*** Provided data
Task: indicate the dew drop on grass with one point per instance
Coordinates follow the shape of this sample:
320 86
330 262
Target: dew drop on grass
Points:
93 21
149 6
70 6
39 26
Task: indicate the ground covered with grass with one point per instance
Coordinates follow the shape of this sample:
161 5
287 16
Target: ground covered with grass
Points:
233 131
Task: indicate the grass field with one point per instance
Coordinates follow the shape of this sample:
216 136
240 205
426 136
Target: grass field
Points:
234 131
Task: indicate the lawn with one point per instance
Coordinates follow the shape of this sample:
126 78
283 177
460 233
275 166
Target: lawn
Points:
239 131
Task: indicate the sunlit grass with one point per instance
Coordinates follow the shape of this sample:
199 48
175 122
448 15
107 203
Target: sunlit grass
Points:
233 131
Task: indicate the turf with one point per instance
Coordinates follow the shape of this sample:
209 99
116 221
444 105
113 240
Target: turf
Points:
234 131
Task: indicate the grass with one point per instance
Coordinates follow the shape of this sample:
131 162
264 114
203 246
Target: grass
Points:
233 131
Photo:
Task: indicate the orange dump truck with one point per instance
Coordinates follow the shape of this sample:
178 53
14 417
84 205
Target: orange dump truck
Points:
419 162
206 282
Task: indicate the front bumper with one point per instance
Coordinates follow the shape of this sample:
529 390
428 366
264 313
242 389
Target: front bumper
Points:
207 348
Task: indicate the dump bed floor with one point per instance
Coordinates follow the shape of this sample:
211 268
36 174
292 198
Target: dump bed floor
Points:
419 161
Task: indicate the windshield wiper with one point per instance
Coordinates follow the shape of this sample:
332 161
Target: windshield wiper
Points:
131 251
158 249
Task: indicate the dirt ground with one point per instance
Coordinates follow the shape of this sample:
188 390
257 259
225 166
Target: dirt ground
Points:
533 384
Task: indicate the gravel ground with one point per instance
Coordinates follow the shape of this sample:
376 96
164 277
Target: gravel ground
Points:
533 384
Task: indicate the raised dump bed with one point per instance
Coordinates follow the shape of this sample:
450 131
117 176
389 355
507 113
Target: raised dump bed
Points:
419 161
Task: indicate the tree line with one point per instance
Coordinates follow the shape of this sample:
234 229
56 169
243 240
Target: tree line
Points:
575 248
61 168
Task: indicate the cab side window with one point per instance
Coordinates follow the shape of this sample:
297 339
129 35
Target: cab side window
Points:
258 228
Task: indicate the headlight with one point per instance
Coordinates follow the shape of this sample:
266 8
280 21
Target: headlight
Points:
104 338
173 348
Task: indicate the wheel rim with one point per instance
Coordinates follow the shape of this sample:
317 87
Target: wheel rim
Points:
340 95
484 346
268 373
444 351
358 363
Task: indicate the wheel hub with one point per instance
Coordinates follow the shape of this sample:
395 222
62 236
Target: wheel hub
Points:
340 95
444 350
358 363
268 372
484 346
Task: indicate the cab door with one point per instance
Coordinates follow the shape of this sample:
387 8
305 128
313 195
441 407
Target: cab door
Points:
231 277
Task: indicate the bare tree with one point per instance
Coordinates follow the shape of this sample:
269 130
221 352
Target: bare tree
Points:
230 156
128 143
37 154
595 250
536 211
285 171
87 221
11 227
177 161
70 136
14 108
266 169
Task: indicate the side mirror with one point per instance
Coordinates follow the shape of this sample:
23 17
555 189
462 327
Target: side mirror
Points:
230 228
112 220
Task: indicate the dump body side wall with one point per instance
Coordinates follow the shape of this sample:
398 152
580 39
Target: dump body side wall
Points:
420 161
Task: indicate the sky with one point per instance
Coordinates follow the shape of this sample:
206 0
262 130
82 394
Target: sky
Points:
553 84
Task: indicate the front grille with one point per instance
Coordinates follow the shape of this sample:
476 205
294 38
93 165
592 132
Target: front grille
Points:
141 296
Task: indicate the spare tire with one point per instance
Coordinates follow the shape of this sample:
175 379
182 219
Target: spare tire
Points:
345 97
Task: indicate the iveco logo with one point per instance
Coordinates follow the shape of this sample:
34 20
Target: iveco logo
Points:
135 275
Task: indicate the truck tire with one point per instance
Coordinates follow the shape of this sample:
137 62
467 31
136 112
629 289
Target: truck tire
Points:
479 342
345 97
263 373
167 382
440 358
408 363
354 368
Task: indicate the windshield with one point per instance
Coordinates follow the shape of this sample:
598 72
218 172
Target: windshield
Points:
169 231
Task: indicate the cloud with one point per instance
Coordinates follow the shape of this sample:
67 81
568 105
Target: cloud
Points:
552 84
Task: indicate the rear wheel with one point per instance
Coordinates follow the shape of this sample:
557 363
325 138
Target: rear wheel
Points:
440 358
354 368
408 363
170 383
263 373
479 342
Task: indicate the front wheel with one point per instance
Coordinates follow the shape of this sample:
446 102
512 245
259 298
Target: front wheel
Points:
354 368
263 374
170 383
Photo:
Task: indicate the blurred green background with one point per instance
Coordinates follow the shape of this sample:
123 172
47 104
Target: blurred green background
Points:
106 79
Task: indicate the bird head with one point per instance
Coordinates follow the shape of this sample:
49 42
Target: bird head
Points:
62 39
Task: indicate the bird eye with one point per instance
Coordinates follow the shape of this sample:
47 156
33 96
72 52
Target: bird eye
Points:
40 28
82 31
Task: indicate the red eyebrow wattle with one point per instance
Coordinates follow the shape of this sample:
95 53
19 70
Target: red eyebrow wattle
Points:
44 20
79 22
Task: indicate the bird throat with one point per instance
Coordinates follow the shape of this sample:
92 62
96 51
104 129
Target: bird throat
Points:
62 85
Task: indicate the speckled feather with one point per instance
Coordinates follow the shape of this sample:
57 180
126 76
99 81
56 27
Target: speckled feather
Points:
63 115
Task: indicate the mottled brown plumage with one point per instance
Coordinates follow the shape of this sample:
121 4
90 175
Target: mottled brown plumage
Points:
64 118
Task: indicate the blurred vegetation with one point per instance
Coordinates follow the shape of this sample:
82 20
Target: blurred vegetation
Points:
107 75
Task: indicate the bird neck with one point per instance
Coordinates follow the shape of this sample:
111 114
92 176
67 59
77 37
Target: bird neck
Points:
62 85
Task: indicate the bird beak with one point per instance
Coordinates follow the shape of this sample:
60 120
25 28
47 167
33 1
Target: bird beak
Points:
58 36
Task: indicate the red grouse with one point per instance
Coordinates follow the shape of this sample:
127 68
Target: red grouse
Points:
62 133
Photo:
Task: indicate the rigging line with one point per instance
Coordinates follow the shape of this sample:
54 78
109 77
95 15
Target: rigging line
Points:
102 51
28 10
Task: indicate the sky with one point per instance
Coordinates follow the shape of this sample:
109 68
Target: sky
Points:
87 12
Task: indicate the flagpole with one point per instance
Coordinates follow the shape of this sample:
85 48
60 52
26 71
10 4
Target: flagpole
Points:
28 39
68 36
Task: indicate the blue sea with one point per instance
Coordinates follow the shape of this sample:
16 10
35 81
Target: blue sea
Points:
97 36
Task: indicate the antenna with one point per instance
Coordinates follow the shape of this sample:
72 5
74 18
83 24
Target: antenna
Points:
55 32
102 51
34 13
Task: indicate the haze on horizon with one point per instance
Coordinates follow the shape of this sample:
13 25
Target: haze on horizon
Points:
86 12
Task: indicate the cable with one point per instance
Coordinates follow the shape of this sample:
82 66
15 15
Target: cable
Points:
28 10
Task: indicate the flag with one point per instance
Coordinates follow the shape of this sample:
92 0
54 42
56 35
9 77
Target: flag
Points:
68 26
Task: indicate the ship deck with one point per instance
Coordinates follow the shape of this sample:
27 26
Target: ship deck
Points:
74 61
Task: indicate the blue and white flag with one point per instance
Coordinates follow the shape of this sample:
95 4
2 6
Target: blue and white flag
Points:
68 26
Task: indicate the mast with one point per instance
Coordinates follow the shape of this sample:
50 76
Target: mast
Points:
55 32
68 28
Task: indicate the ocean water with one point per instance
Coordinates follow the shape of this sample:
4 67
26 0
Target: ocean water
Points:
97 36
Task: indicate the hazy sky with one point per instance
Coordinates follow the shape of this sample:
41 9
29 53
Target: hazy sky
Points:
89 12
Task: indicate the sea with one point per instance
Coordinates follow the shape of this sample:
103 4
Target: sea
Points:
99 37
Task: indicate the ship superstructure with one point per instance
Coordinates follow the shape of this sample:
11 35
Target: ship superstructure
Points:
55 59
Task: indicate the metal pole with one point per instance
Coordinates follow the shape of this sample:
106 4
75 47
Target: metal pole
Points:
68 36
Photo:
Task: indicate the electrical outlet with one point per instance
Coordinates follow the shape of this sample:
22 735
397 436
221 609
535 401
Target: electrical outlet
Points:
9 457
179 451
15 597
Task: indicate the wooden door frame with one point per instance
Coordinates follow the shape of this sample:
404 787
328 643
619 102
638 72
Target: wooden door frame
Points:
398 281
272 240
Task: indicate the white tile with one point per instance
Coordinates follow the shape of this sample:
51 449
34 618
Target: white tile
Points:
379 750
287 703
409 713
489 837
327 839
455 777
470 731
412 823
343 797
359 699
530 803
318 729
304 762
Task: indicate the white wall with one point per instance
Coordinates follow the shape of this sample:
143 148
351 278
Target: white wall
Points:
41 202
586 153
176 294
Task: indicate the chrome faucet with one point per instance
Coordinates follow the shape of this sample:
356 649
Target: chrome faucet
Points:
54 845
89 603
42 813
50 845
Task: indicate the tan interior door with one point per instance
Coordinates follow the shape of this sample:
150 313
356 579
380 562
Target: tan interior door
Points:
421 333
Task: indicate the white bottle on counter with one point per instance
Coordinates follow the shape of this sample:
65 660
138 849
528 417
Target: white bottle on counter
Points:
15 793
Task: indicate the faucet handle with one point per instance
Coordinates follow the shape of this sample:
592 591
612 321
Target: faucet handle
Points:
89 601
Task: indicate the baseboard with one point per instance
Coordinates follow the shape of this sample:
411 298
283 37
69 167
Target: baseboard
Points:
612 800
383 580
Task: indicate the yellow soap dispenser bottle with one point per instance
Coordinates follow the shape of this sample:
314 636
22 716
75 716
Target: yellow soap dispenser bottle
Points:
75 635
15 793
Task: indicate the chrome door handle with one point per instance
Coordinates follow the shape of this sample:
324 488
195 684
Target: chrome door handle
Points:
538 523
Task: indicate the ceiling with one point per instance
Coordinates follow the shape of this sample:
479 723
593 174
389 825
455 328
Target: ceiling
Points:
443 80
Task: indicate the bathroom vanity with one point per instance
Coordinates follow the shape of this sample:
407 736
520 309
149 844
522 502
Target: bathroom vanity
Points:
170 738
******
## Task
Could you reproduce, exactly as written, the lines running from the one with "Task: indicate the white bottle" to the end of the entries above?

## Solution to the exercise
Task: indicate the white bottle on counter with one point per instance
Coordinates follow the shape of this sample:
65 660
138 849
528 417
Target: white bottle on counter
Points:
15 793
Task: indicate the faucet handle with one point per instance
Coordinates follow the shape of this sample:
592 591
612 321
Target: faucet handle
Points:
89 601
Task: indicate the baseboard with one point per instance
Coordinates follow the shape of this sample:
411 298
283 37
69 167
Target: baseboard
Points:
612 800
383 580
Task: indicate the yellow soap dispenser bottle with one point per instance
Coordinates follow the shape of this sample:
314 636
22 716
75 716
Target: yellow soap dispenser bottle
Points:
75 635
15 793
Task: indicate the chrome door handle with one point per instance
Coordinates follow the shape of this sample:
324 488
195 684
Target: chrome door handle
Points:
538 523
Task: indicate the ceiling with one point per instance
Coordinates follow the shape of this sample:
479 723
593 174
389 825
455 328
Target: ceiling
Points:
443 80
Task: indicate the bathroom vanity with one point per instance
Coordinates follow the shape of this sample:
407 736
520 309
149 844
522 502
Target: bathroom vanity
Points:
170 738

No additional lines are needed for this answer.